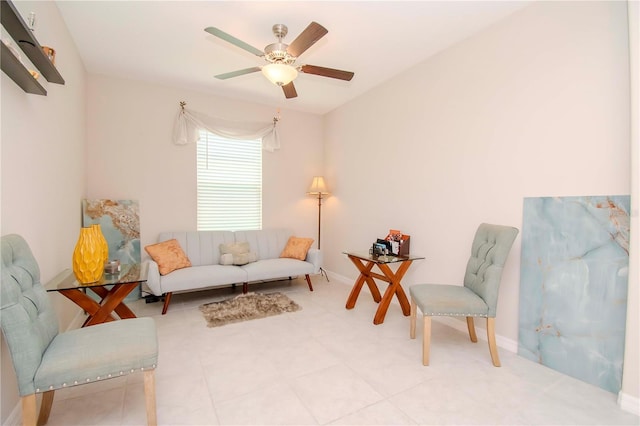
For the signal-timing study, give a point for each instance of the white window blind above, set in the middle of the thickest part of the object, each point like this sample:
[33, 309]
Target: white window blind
[229, 183]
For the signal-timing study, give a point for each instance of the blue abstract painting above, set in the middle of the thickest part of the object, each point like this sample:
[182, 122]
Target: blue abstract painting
[573, 286]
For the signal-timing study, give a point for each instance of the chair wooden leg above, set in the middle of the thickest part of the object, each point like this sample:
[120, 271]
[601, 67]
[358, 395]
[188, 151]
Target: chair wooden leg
[412, 319]
[308, 282]
[29, 410]
[45, 407]
[150, 397]
[472, 330]
[167, 300]
[426, 340]
[491, 337]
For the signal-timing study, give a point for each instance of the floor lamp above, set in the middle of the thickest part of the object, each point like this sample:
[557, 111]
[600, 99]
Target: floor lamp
[319, 189]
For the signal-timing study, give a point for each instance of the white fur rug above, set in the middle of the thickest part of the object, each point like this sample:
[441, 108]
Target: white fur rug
[247, 307]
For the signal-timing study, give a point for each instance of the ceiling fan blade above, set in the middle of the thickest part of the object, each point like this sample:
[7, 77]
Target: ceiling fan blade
[231, 39]
[327, 72]
[306, 39]
[237, 73]
[289, 91]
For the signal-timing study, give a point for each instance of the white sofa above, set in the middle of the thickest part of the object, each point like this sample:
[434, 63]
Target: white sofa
[206, 271]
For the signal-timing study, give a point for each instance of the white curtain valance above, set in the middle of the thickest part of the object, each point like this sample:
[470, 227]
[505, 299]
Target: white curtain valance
[188, 123]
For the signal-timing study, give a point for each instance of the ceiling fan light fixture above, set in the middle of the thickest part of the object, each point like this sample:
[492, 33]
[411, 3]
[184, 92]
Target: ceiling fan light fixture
[280, 74]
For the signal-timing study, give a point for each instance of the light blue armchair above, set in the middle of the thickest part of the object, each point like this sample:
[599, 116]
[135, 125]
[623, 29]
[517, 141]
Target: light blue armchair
[478, 297]
[45, 360]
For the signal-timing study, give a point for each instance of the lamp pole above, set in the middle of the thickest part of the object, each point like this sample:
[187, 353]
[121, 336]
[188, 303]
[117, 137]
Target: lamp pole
[319, 216]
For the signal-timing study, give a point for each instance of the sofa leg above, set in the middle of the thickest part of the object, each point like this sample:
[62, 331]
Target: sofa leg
[167, 299]
[309, 282]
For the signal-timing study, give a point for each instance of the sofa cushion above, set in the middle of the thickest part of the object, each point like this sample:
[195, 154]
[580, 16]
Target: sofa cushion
[202, 247]
[236, 254]
[297, 248]
[203, 276]
[276, 268]
[266, 243]
[168, 255]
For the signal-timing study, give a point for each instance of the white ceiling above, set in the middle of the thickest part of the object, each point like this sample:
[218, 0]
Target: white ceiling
[165, 42]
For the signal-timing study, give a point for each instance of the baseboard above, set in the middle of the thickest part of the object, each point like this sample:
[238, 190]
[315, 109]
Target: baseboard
[629, 403]
[15, 418]
[340, 278]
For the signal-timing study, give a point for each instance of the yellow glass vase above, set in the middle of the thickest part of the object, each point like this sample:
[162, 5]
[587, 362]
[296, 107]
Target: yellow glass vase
[87, 258]
[102, 241]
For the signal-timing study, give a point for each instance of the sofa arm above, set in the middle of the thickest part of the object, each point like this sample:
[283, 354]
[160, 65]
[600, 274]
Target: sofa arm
[153, 278]
[314, 256]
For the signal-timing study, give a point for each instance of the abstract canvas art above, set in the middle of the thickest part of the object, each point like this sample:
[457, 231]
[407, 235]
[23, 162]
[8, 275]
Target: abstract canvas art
[120, 224]
[573, 286]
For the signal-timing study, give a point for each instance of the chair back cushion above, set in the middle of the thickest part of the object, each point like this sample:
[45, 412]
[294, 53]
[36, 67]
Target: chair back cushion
[489, 251]
[28, 320]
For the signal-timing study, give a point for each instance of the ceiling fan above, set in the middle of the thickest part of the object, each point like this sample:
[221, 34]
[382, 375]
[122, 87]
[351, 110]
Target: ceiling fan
[281, 69]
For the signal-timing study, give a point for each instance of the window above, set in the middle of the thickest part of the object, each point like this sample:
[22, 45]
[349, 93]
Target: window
[229, 183]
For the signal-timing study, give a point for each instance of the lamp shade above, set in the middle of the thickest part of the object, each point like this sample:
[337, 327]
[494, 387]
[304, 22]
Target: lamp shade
[280, 74]
[318, 187]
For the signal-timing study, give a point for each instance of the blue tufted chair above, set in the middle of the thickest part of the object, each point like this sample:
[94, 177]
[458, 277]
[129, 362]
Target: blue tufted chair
[479, 295]
[45, 360]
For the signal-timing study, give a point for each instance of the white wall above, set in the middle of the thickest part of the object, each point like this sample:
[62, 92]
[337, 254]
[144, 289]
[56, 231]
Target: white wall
[130, 155]
[536, 105]
[43, 168]
[629, 397]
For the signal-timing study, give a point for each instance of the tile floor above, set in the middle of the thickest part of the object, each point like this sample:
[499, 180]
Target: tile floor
[327, 365]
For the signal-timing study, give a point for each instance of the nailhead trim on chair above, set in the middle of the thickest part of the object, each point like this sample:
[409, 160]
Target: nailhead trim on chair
[64, 385]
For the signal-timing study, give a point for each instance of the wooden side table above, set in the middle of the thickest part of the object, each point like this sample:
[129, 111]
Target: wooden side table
[365, 263]
[111, 288]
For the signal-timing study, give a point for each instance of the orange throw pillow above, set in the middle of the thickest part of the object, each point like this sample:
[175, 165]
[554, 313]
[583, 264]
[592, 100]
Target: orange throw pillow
[297, 248]
[168, 255]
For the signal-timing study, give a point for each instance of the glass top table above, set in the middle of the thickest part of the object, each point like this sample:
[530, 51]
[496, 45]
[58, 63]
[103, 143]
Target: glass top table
[382, 258]
[110, 288]
[365, 263]
[129, 273]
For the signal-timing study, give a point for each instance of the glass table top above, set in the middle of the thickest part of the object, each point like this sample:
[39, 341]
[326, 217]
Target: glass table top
[382, 258]
[129, 273]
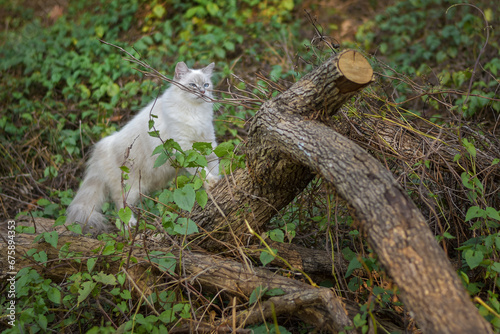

■ ■ ■ ■

§ **What the task requires**
Before handing back the copy, remove the pictures; otherwise print the data exactly.

§ **Reply to the exercise**
For the signal-timing study, give a point for each instance of the white window blind above, set in the middle of the thickest part of the object, each point like this sample:
[33, 309]
Target: white window blind
[229, 183]
For the signal-timing study, give a point for each instance of the blue abstract painting above, set in the middle of the thickest part of the object, each point like this sample:
[182, 122]
Target: blue abstract painting
[573, 286]
For the signal-timing study, give a point for each instance of the chair wooden leg above, set in the middle of the thickest part of the object, each point like this sample:
[120, 271]
[601, 67]
[358, 395]
[188, 151]
Target: chair wooden leg
[412, 319]
[308, 282]
[29, 410]
[45, 407]
[150, 397]
[472, 330]
[167, 300]
[426, 340]
[491, 337]
For the signal-timing study, give a point for each instance of the floor lamp above, set in the middle of the thickest part of the object, each point like this sample:
[557, 111]
[600, 99]
Target: floor lamp
[319, 189]
For the signal-timing study, give a point for each instance of the white fur rug above, set in the middle of the thickest part of the object, each point like this sample:
[441, 108]
Target: white fur rug
[247, 307]
For the signal-timing study, give a point for each instance of the ceiling fan blade above, set in the middle of the thickest part of the object, each point like this sample:
[7, 77]
Target: ceiling fan blade
[231, 39]
[327, 72]
[306, 39]
[237, 73]
[289, 91]
For the signal-timing study, give a point for each instance of the white sofa above, set in the middle of the thickest part of the object, each point like this sample:
[434, 63]
Target: white sofa
[206, 271]
For the signal-timing study, give a point for each instance of the white curtain valance above, set in the middle of the thickest part of the object, each point like this sample:
[470, 227]
[505, 299]
Target: white curtain valance
[188, 123]
For the signal-timing study, give a point for each instance of the ceiling fan light fixture above, set in the middle of the thickest part of the object, each point like this sample:
[492, 33]
[411, 3]
[184, 92]
Target: ceiling fan light fixture
[280, 74]
For the signal-timing study, give a point for each instance of the light blue armchair above, set in the middle of the thickest part of the object, each point like this sample:
[599, 116]
[135, 125]
[623, 29]
[517, 141]
Target: light blue armchair
[478, 297]
[45, 360]
For the signal-timing study, give a point for each instance of the lamp pole above, set in the middle of the thickest part of the object, each point like this sample:
[187, 353]
[121, 336]
[188, 303]
[117, 137]
Target: lamp pole
[319, 216]
For the signal-timing study, give a point for each instance of the sofa leg above, set in the middle of the thickest part of the object, each point like this sample:
[62, 331]
Target: sofa leg
[167, 299]
[309, 282]
For the signal-timing study, give a point for each instance of the sofa cushion above, set in the middle of the thickest part of the object, each point like this sample:
[195, 154]
[580, 16]
Target: sofa cushion
[202, 247]
[236, 254]
[297, 248]
[203, 276]
[276, 268]
[266, 243]
[168, 255]
For the signal-timing study, give a point for each instance of the white ceiling above, set in the middle of the thickest part of the object, each point like this sample:
[218, 0]
Target: white ceiling
[165, 42]
For the signal-timing study, give a point for each instance of the baseboard above, set in the middle of the thickest part of the object, each point like this sample:
[238, 190]
[315, 109]
Target: baseboard
[629, 403]
[15, 418]
[340, 278]
For the signal-timing study, give a point for each instance of the yellow glass vase above, set in the middle of the thickest part of the object, each point like this sample:
[162, 5]
[587, 362]
[296, 107]
Target: yellow glass vase
[87, 258]
[102, 241]
For the signal-timing study, give a point for each instance of the sofa arm above, set in the middle of the thickest part of the object, each point like this sample:
[283, 354]
[160, 65]
[600, 274]
Target: sofa arm
[153, 278]
[314, 256]
For the signal-timing study, give a point for each instance of the abstract canvas art above, set in the middle of the thickest part of the object, each point like this sample:
[457, 231]
[407, 235]
[23, 162]
[8, 275]
Target: abstract canvas art
[120, 224]
[573, 286]
For the signal-timing study, give a point for each instance of the chair back cushion above, set in the middle of the thickest part of the object, each point like this sample:
[45, 412]
[294, 53]
[36, 67]
Target: chair back cushion
[489, 251]
[28, 320]
For the signal-timing study, give a point for each instance of the ceiling fan above, set in the middle of the thickest part of the object, each point like this sample:
[221, 34]
[382, 375]
[122, 87]
[351, 110]
Target: ceiling fan
[281, 69]
For the signal-timing study, give a point for each instance of the window above, set in the middle of the thickest part of the object, each point like this sample:
[22, 45]
[349, 93]
Target: window
[229, 183]
For the signal-timing study, give a point for each instance of the lamp shade above, set in the middle of the thickest part of the object, each point like this sample:
[337, 327]
[494, 387]
[304, 22]
Target: lamp shade
[280, 74]
[318, 187]
For the signal-timing study, give a point for each instance of the blue tufted chair above, set in the middle of the thickest part of the object, each point like this sample:
[94, 177]
[458, 277]
[129, 362]
Target: blue tufted chair
[479, 295]
[45, 360]
For the signal-timing study, give a point for each instance of the white wall above, set in the middle of the thickest part of the object, each point like this sample:
[62, 92]
[337, 254]
[144, 289]
[56, 231]
Target: white wall
[130, 155]
[536, 105]
[43, 168]
[629, 397]
For the signal-timing study, give a point for each instance of the tile floor above, set in the middle of the thickest part of the object, each point like this sample:
[499, 180]
Target: tile floor
[327, 365]
For the signal-timing study, give a point for each instance of the nailhead trim on chair above, set in the middle of the thickest part of the object, each point like this sample:
[409, 160]
Target: nailhead trim on chair
[64, 385]
For the signal-timing study, give a point for each instance of the wooden side table above, set in the middle of the thickest part of the object, each point like this sample:
[129, 111]
Target: wooden side table
[365, 263]
[111, 288]
For the signal-timing study, give a point for each instance of the orange throw pillow above, set in the middle of the thickest part of the object, each point like this sample:
[175, 165]
[554, 313]
[583, 264]
[592, 100]
Target: orange throw pillow
[297, 248]
[168, 255]
For the signal-timing study, give a point for each instance of the glass top table above, set in the middle of the thickest part of the object, each point like this sample:
[530, 51]
[496, 45]
[58, 63]
[103, 143]
Target: glass top table
[382, 258]
[110, 288]
[365, 263]
[129, 273]
For the signal-timing study, give a point for each instance of the glass table top above, set in the middle of the thickest part of the object, each point like this sample:
[39, 341]
[326, 217]
Target: glass table top
[382, 258]
[129, 273]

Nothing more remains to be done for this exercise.